===== Selected text =====

Spanish banks need more than 40bn euros

 
Unfinished development Spain's banks have been hit hard by the property crash

The International Monetary Fund's estimate that Spanish banks need to raise around 40bn euros (£32bn; $50bn) of additional capital as protection against potential future losses is already out of date and too low - or so the IMF concedes.

There are two and a half reasons why, when in the coming days Spain finalises how much additional capital its banks need to find, the number will turn out to be greater.

First, the IMF did not fully estimate the possible losses on loans in what bankers call "forbearance" - which is where banks have allowed borrowers in difficulty to temporarily cease payments. A separate independent assessment of Spanish banks' assets, commissioned by the government, is likely to show that the value of some of these loans is less than the IMF has assumed.

Second, there will be further costs for banks from the rebuilding and reorganisation they require to make themselves viable once more.

Third, (actually this is the second-and-a-half reason, because I am unclear about how the Spanish government will address it), the independent assessors may conclude that the banks should make greater provisions for possible losses on their loans to the Spanish government - because the price of Spanish government bonds has deteriorated since the IMF determined the haircut or discount that should apply to these bonds.

===== Material shown =====

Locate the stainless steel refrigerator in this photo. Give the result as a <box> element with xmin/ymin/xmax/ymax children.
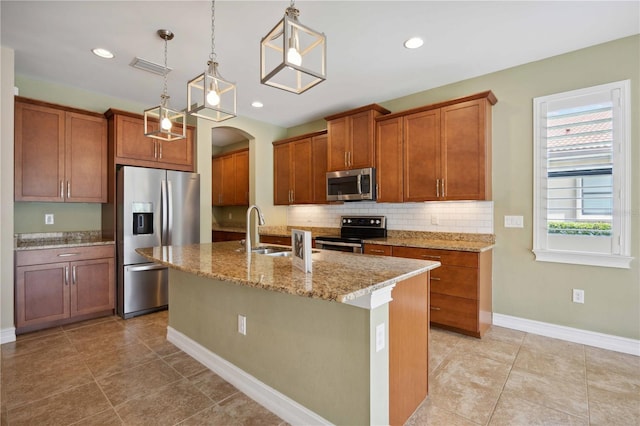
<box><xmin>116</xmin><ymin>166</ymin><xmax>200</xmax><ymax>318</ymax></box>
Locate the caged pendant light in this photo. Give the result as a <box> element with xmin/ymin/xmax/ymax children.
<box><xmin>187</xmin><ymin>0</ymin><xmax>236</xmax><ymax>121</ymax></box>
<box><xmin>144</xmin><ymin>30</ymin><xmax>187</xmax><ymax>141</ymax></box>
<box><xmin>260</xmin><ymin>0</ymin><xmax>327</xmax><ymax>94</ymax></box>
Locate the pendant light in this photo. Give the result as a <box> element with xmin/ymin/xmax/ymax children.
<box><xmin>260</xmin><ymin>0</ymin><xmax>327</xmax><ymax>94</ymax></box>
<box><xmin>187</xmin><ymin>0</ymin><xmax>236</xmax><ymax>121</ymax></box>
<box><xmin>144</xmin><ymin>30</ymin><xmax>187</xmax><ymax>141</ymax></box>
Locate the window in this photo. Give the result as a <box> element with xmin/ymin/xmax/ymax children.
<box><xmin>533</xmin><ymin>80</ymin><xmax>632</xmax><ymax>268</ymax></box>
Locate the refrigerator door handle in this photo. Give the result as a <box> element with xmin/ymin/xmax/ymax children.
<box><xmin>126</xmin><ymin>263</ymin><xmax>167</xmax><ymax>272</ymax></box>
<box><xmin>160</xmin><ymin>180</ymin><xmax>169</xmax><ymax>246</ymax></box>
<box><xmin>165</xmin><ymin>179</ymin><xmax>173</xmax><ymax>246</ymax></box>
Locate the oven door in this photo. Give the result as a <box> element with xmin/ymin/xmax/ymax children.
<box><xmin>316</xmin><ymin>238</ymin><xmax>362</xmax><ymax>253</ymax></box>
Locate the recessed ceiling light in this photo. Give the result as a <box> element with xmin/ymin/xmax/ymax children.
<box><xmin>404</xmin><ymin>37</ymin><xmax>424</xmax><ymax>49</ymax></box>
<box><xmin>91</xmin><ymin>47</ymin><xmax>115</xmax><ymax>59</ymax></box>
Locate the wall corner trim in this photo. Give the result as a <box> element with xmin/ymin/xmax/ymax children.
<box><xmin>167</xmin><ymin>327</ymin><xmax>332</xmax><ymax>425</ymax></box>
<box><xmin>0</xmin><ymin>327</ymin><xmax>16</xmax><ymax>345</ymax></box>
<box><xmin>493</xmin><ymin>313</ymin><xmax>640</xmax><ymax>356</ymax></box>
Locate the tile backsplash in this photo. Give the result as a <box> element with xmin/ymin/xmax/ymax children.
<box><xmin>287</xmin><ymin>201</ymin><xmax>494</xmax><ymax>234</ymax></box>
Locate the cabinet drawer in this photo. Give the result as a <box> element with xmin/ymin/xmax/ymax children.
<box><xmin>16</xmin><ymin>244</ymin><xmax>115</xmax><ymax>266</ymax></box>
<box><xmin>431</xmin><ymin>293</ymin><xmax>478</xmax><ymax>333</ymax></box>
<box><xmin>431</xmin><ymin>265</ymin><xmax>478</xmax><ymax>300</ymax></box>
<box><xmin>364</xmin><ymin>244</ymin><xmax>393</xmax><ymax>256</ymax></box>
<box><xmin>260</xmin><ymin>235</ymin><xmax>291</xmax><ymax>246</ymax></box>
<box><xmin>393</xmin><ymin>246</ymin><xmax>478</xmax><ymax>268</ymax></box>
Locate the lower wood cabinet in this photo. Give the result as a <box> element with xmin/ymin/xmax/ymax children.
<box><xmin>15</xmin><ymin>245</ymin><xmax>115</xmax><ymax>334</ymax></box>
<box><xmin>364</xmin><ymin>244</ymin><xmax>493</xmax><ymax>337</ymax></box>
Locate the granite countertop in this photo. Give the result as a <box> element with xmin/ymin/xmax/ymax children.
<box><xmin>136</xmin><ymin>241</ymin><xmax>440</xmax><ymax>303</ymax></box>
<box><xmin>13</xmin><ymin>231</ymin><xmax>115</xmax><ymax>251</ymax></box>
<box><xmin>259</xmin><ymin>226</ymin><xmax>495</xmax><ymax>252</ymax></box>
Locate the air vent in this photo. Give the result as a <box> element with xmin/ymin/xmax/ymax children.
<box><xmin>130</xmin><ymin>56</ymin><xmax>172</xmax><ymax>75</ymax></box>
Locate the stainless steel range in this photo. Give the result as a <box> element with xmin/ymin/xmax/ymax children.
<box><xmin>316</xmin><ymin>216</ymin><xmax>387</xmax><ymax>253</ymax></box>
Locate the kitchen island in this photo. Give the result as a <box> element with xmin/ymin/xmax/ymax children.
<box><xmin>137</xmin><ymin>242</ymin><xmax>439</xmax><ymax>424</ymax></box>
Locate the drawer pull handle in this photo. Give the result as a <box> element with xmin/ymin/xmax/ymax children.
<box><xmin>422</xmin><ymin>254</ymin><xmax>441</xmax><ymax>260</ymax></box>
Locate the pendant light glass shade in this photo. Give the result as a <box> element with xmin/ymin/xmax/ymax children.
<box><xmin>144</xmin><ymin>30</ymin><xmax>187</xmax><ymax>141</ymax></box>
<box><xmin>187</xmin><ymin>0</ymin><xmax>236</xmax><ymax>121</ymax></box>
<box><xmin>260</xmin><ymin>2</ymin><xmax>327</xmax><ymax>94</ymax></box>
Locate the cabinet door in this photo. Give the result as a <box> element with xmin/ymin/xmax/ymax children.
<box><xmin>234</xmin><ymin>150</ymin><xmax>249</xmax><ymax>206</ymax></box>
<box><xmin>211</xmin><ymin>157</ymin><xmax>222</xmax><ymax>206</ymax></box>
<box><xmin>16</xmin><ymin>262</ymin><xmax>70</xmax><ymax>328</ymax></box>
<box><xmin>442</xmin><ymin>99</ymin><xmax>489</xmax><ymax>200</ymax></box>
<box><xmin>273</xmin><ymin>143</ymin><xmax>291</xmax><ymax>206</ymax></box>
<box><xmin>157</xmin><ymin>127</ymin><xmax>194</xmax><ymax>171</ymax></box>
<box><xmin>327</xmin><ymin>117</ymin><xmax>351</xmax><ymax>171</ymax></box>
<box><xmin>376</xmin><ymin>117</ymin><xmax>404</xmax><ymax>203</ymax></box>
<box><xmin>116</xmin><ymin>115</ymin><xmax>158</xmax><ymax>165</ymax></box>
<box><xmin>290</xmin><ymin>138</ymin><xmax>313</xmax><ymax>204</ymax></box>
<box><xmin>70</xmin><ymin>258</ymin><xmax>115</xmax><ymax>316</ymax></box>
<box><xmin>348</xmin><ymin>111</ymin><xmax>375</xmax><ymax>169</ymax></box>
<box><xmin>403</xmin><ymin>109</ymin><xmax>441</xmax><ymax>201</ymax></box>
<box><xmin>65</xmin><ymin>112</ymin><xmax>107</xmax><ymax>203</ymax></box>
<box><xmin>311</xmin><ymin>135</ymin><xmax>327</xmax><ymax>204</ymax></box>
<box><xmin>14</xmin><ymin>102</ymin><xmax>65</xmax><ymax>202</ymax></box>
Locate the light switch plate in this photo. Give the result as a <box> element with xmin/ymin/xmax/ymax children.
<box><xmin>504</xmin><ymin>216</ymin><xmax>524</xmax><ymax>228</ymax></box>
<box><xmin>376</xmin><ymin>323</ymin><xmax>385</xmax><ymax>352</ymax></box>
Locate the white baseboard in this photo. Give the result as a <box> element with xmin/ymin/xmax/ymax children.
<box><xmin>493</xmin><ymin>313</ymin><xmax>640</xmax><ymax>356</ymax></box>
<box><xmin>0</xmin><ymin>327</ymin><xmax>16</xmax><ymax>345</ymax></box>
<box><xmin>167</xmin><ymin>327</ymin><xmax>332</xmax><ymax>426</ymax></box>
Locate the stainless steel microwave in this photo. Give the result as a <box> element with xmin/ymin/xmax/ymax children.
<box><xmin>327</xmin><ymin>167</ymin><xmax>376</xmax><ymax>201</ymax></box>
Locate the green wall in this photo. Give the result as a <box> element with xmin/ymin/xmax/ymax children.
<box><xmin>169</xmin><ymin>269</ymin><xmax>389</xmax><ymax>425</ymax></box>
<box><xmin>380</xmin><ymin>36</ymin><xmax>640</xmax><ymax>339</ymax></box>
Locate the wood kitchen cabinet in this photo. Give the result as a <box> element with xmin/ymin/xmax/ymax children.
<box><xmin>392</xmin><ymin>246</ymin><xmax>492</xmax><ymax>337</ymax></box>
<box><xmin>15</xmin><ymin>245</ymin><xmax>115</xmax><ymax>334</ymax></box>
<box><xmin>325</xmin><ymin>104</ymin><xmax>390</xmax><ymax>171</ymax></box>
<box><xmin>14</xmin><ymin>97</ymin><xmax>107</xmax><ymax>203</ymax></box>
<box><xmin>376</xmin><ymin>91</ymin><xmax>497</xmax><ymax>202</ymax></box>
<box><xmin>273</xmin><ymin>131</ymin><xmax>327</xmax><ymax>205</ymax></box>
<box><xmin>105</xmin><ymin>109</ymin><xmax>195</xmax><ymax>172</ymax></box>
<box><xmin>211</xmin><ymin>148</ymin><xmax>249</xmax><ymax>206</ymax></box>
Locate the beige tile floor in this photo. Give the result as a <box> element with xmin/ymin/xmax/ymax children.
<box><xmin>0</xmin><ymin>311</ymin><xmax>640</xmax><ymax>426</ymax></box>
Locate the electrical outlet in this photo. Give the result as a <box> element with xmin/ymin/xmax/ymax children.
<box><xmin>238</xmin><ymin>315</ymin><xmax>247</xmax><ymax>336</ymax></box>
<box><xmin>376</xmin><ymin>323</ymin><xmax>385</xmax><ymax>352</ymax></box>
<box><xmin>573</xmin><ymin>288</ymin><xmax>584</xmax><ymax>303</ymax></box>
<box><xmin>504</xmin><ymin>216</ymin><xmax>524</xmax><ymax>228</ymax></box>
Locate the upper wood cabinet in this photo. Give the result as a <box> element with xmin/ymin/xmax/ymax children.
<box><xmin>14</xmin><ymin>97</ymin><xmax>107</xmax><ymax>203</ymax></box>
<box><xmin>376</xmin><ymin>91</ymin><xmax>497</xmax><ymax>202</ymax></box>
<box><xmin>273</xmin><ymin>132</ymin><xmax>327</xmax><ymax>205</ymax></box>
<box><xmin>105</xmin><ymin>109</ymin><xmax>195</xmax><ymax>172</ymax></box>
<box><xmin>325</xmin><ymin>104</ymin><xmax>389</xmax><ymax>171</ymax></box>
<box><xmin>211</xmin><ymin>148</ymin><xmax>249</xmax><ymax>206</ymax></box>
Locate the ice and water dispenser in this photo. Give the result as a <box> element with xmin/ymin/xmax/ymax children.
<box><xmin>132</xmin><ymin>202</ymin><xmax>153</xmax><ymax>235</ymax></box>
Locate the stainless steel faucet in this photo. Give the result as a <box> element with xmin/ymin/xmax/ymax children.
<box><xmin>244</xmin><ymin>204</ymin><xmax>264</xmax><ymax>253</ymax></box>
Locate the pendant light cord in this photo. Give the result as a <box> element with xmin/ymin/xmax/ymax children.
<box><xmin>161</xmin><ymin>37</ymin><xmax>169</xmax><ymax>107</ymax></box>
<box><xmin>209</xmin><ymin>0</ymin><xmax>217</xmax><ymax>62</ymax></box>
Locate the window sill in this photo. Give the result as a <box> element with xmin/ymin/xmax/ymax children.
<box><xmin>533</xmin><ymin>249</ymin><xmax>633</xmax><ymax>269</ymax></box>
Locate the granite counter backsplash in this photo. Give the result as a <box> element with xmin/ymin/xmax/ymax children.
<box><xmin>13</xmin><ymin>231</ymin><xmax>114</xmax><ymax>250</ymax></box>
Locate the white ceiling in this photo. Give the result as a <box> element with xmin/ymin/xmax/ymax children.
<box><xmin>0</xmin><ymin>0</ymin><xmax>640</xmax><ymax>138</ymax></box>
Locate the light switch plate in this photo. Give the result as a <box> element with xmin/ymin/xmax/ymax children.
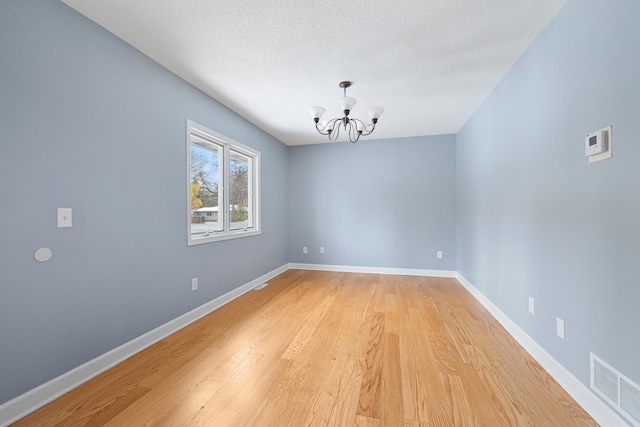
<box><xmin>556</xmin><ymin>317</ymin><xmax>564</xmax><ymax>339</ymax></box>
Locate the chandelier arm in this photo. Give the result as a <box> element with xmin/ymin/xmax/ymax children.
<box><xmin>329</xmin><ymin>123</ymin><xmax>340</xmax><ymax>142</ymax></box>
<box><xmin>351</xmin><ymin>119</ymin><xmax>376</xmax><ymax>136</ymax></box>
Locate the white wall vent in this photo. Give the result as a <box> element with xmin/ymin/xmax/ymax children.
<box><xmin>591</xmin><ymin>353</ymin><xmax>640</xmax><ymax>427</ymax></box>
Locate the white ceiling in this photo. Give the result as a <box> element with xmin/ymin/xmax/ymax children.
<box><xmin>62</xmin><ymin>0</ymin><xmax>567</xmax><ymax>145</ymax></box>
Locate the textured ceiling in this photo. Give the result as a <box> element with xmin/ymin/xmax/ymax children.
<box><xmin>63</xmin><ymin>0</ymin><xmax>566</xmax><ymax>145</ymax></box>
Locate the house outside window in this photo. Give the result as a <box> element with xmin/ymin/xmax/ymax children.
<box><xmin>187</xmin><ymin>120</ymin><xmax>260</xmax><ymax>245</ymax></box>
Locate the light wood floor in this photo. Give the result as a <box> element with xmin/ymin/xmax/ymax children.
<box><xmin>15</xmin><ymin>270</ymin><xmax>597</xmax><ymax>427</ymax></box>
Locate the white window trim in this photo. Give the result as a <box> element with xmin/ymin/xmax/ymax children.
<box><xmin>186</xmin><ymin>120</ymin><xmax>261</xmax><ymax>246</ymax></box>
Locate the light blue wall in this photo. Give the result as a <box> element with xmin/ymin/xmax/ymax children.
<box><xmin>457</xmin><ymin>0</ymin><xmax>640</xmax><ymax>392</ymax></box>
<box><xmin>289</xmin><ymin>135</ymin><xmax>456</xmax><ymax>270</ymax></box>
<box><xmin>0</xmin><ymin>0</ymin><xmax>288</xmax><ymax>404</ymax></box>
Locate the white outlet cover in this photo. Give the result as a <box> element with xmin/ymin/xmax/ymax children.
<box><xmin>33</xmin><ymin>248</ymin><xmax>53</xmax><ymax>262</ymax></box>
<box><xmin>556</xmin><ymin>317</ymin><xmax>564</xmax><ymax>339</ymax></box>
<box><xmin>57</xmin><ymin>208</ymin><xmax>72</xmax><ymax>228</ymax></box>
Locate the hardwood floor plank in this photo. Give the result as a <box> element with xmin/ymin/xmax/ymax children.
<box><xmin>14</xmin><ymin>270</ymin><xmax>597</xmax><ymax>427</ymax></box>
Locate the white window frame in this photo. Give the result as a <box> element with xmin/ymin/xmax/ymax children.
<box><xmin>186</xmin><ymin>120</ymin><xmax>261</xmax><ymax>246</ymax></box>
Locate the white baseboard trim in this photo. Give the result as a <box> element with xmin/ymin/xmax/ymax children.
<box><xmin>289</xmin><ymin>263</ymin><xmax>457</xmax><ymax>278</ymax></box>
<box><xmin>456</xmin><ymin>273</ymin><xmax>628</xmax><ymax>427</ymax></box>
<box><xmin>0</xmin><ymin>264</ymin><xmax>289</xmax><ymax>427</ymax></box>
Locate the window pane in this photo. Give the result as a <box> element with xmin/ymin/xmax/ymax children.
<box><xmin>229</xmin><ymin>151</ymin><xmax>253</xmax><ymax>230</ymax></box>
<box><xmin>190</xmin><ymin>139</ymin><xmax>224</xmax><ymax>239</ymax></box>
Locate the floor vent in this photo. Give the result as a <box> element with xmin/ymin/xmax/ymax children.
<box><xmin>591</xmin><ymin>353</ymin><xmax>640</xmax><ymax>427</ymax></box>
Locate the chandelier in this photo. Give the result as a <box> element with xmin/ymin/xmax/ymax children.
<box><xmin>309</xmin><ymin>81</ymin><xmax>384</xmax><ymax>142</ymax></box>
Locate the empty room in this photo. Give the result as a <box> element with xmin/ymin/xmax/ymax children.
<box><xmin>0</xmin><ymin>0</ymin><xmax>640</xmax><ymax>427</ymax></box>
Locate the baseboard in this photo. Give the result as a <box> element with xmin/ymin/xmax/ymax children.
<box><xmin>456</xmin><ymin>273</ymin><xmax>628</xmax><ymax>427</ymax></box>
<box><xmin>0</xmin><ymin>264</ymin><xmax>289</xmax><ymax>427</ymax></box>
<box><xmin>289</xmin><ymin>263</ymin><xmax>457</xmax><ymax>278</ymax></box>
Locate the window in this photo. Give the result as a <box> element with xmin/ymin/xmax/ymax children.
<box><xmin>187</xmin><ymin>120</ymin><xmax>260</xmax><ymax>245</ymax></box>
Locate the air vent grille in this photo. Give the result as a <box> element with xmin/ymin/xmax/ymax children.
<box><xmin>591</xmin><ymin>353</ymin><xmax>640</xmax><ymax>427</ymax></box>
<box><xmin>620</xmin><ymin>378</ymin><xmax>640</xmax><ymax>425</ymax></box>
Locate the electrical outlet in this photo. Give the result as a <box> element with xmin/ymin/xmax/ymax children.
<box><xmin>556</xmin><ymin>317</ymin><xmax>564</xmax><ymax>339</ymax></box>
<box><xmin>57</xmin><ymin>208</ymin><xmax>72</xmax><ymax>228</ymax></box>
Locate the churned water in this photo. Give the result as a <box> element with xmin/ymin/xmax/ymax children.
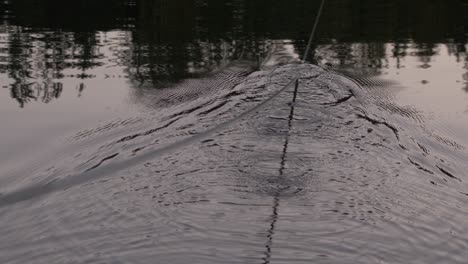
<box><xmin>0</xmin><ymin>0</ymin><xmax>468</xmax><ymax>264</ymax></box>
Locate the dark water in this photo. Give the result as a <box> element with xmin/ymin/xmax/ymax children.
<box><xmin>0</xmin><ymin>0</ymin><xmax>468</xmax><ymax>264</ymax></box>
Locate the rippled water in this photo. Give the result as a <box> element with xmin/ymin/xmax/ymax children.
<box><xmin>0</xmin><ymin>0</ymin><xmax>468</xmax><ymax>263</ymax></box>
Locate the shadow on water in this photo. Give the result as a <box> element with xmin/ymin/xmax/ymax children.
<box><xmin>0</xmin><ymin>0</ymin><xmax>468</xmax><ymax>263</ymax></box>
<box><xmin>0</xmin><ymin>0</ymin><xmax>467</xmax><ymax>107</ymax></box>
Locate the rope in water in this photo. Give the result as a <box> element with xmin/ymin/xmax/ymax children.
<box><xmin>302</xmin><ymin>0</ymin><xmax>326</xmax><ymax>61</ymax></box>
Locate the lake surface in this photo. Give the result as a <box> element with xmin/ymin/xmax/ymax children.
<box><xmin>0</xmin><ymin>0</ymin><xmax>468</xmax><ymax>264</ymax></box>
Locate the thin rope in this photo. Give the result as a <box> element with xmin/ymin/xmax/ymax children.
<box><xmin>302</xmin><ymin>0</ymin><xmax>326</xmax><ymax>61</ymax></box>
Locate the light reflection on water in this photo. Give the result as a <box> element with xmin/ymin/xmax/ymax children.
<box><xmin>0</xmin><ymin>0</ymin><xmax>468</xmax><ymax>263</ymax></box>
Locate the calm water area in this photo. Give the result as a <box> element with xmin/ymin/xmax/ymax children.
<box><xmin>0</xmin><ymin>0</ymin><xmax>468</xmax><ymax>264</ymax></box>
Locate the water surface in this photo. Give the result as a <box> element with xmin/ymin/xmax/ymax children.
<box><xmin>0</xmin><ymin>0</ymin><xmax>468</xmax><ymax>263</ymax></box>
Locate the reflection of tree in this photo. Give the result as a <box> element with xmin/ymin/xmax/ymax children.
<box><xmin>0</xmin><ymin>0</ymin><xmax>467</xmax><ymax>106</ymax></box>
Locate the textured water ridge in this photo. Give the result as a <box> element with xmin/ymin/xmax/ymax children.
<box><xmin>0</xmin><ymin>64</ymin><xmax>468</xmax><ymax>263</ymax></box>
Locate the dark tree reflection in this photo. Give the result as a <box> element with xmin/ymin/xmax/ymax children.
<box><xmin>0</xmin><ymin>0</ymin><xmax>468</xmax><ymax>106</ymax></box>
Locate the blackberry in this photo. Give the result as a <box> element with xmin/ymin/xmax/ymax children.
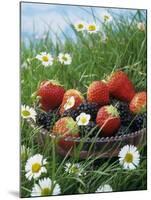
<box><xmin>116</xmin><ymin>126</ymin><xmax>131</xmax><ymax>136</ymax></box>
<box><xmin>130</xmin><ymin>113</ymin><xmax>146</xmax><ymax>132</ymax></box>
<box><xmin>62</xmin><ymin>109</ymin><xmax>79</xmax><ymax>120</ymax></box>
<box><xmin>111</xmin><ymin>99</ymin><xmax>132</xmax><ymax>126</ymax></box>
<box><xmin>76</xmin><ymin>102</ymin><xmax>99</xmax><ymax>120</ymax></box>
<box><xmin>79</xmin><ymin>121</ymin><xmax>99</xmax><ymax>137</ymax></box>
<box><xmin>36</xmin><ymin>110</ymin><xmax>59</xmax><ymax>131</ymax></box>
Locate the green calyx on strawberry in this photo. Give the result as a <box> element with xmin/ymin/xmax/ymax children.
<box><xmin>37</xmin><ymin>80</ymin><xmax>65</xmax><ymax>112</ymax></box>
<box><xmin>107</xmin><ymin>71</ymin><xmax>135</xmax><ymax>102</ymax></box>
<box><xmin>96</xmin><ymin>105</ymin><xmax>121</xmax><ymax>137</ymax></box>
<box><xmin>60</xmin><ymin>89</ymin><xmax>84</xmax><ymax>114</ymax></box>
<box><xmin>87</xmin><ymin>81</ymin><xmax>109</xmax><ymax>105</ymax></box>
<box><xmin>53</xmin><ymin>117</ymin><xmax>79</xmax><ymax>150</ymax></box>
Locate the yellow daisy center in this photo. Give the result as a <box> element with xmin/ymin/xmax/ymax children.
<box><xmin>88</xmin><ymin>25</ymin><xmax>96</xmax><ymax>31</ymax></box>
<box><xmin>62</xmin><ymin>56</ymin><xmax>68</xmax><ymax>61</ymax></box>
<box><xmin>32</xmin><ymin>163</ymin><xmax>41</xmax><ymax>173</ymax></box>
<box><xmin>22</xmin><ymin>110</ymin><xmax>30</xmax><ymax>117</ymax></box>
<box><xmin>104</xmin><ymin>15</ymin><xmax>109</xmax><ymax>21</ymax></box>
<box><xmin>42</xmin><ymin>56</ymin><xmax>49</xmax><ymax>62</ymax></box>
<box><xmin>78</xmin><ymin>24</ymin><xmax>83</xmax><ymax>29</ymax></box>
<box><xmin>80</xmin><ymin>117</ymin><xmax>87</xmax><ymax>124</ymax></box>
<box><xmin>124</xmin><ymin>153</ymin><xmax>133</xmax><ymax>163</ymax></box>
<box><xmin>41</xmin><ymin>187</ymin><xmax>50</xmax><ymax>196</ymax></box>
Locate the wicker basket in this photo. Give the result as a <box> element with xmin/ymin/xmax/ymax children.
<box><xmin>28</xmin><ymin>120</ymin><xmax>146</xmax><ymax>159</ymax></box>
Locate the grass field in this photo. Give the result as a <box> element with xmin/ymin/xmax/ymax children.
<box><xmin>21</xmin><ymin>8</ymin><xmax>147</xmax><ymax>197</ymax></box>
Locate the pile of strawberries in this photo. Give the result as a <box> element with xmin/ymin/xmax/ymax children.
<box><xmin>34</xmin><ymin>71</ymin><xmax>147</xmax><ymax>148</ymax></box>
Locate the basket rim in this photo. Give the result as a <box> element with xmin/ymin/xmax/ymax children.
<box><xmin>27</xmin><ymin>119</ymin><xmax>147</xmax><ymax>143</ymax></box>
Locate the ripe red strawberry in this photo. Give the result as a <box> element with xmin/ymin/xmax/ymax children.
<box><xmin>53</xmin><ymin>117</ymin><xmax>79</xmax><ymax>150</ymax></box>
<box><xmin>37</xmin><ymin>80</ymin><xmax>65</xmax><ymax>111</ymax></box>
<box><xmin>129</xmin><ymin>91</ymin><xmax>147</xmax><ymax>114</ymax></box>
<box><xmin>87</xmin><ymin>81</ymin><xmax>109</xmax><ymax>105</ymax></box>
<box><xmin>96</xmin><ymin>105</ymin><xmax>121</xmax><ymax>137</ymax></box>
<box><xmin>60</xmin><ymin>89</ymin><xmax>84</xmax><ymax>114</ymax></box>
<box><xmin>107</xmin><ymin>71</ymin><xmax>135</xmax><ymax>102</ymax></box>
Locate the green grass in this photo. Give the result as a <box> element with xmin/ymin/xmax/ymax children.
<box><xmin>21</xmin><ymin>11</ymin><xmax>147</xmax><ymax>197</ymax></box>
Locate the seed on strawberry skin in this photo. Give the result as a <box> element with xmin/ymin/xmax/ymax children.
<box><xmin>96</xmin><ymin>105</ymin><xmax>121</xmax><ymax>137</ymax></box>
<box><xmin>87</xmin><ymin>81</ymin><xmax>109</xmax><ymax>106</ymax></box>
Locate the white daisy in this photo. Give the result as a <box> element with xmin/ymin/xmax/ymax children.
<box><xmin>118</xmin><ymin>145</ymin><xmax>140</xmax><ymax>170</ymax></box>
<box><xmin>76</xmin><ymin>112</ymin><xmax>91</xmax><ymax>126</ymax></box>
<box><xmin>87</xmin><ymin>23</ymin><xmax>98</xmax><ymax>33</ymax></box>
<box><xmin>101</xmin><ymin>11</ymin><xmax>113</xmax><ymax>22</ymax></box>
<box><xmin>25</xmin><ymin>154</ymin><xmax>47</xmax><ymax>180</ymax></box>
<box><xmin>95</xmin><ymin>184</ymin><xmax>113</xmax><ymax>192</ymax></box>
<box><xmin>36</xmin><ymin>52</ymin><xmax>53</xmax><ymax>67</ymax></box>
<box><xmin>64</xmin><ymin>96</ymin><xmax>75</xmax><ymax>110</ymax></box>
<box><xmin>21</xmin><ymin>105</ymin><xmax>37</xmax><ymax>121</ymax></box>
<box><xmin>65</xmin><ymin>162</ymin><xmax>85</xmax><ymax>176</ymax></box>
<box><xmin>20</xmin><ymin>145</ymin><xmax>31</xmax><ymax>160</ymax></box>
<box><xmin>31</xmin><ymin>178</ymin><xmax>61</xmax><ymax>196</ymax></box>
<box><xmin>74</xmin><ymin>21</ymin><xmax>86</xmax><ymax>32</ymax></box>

=====

Problem requirements | Summarize the article on Spanish banks in two sentences. Rely solely on the article on Spanish banks and ignore the listing.

Solution to this problem | The IMF's estimate that Spanish banks need around 40bn euros of additional capital is, as the IMF concedes, already out of date and too low. The final figure Spain sets will likely be greater because of possible losses on loans in forbearance, the costs of rebuilding and reorganizing the banks, and possibly larger provisions for losses on their loans to the Spanish government.